#### PASSAGE FOR REVIEW:
- - -

Personalizing Neoadjuvant and Adjuvant HER2-Targeted Therapy for Breast Cancer

Publication
Article
Pharmacy Practice in Focus: OncologyApril 2021
Volume 3
Issue 2
Pages: 43

Understanding breast cancer and which patients may be more vulnerable to long-term treatment effects and which patients may benefit most, can help oncologists design the best personalized neoadjuvant and adjuvant human epidermal growth factor receptor 2 (HER2)-targeted therapy.

Debu Tripathy, MD, of The University of Texas MD Anderson Cancer Center in Houston, discussed the basic requirements of personalizing therapy in a session at the 38th Annual Miami Breast Cancer Conference®. These requirements include the following:

  • Knowledge of the natural history of the disease
  • Known effective therapies, or the differential impact of several therapy options
  • Characterized toxicities, including vulnerable populations and risk factors
  • Clinical or biomarker factors that predict benefit
  • Risk-adapted or biomarker-adapted trials that demonstrate differential benefits and safety

According to Tripathy, trials can help inform new standards that allow for the de-escalation or escalation of therapy from the beginning of or during “real time” of the patient’s course of treatment.

“We can design a single-arm trial with a statistical plan,” Tripathy said. “If we see a good enough outcome, we might be able to adopt them into our practice.”

Specifically, Tripathy noted the differences in adaptive therapy and the escalation and de-escalation in HER2-positive early-stage breast cancer. T1/smaller T2 or paclitaxel plus trastuzumab is used as adjuvant therapy in node-negative breast cancers. Docetaxel, carboplatin and trastuzumab (TCH) is considered for larger node-negative. When the disease is node positive, one should consider chemotherapy with trastuzumab plus pertuzumab, Tripathy said.

- - -

(Natural-language object grounding data)

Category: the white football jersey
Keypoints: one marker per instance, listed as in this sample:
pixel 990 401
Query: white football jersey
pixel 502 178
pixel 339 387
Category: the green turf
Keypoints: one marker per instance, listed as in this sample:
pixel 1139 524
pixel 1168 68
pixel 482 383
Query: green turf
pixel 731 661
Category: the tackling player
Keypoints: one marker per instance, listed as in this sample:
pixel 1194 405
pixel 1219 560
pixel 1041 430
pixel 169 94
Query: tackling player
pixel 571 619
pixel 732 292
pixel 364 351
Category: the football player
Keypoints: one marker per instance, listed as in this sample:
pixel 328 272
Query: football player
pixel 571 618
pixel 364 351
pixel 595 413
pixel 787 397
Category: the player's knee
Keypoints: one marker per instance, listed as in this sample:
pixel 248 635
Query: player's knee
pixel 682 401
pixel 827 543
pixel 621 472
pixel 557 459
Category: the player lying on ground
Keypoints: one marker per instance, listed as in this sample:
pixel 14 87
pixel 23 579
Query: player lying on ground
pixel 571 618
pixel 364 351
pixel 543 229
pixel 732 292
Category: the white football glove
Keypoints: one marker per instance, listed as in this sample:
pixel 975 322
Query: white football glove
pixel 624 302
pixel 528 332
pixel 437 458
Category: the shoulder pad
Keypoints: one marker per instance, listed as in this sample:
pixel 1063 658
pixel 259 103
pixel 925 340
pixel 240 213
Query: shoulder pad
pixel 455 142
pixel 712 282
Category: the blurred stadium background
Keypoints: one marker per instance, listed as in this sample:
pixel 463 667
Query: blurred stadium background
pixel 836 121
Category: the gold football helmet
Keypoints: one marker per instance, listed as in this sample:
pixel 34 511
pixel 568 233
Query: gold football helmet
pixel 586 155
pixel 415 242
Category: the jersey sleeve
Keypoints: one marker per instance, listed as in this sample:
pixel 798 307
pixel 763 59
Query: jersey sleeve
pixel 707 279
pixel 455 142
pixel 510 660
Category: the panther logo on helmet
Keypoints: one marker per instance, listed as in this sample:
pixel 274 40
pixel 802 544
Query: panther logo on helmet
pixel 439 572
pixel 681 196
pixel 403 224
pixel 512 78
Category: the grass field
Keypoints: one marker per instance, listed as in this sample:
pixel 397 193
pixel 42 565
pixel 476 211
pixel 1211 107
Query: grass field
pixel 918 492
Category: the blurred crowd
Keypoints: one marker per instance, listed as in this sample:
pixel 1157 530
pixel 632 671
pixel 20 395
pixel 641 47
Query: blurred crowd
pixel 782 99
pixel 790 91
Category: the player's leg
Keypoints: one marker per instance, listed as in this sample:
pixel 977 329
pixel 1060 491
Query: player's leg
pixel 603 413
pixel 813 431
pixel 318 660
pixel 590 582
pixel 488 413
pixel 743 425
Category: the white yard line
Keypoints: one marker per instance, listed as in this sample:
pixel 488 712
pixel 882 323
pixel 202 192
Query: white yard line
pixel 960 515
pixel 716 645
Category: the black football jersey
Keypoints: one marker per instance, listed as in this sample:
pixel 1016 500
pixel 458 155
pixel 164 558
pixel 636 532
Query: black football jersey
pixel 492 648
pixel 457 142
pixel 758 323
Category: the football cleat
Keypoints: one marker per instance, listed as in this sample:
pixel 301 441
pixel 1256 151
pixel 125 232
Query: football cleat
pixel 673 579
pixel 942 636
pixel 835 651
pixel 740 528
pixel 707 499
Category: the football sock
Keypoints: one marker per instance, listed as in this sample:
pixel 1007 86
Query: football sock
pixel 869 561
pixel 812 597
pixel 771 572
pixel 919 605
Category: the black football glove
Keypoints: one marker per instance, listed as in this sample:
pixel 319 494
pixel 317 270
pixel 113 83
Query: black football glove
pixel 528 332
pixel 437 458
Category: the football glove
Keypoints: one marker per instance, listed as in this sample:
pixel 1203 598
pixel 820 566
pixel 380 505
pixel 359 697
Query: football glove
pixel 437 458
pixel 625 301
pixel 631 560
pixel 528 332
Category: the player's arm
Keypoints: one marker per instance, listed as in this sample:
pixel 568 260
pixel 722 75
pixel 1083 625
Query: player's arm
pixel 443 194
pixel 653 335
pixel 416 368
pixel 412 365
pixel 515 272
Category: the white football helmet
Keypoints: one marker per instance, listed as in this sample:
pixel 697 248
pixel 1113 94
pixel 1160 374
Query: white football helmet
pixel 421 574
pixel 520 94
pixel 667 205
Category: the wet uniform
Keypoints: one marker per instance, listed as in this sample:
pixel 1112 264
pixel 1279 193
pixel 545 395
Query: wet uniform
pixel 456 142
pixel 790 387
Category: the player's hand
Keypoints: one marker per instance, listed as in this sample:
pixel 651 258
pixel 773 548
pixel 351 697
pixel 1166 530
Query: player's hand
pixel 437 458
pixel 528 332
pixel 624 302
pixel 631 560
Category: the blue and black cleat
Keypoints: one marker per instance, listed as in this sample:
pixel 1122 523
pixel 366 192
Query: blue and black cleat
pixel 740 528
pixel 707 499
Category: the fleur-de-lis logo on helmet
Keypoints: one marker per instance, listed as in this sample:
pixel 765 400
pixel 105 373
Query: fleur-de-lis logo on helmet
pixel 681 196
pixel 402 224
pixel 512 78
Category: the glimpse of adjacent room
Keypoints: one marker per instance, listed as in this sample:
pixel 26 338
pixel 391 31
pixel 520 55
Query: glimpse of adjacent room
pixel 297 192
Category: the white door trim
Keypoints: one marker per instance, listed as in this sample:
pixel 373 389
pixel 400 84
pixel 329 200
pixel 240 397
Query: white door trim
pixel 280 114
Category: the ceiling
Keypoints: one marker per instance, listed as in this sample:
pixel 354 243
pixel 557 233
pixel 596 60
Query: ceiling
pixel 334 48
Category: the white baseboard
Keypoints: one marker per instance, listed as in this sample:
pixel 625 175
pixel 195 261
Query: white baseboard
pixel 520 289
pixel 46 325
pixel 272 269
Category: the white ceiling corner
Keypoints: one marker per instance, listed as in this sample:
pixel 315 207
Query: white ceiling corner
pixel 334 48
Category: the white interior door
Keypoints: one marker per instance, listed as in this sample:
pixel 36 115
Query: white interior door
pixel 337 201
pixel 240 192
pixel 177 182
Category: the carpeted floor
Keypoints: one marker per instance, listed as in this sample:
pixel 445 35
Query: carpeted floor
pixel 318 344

- - -

#### EXERCISE SET:
a. Can you sum up the article on HER2-targeted breast cancer therapy in two sentences?
b. How might the article on HER2-targeted breast cancer therapy go on? Write its next part, picking up after the sentence about node-positive disease.
The listing has no connection to the article on HER2-targeted breast cancer therapy.

#### EXPECTED RESULTS:
a. At the 38th Annual Miami Breast Cancer Conference®, Debu Tripathy of MD Anderson Cancer Center outlined the requirements for personalizing neoadjuvant and adjuvant HER2-targeted therapy: knowledge of the disease's natural history, effective therapies, characterized toxicities, predictive factors, and risk- or biomarker-adapted trials that can support escalating or de-escalating treatment. For HER2-positive early-stage disease, he noted that paclitaxel plus trastuzumab is used for node-negative T1/smaller T2 cancers, TCH is considered for larger node-negative cancers, and chemotherapy with trastuzumab plus pertuzumab should be considered for node-positive disease.

b.
Further, neoadjuvant therapy, which involves chemotherapy with trastuzumab plus pertuzumab, is the best option for T2-positive/N1-positive disease, according to Tripathy. Following this, surgery and pathological complete response (PCR; trastuzumab +/– pertuzumab) vs no PCR (T-DM1 every 3 weeks x 14) are typically considered. For higher-risk disease (hormone receptor–positive), neratinib should be considered.

Tripathy also discussed the physiology of trastuzumab-related cardiac dysfunction. Trastuzumab is an antibody that targets HER2 proteins, and because HER2 is expressed at low levels on adult myocytes, it can lead to a stress-induced progressive wall dilatation, which is thinning and decreased contractility, according to Tripathy.

REFERENCE

Tripathy D. Personalizing neoadjuvant and adjuvant HER2-targeted therapy. Presented at: 38th Annual Miami Breast Cancer Conference®; March 4-7, 2021; Virtual.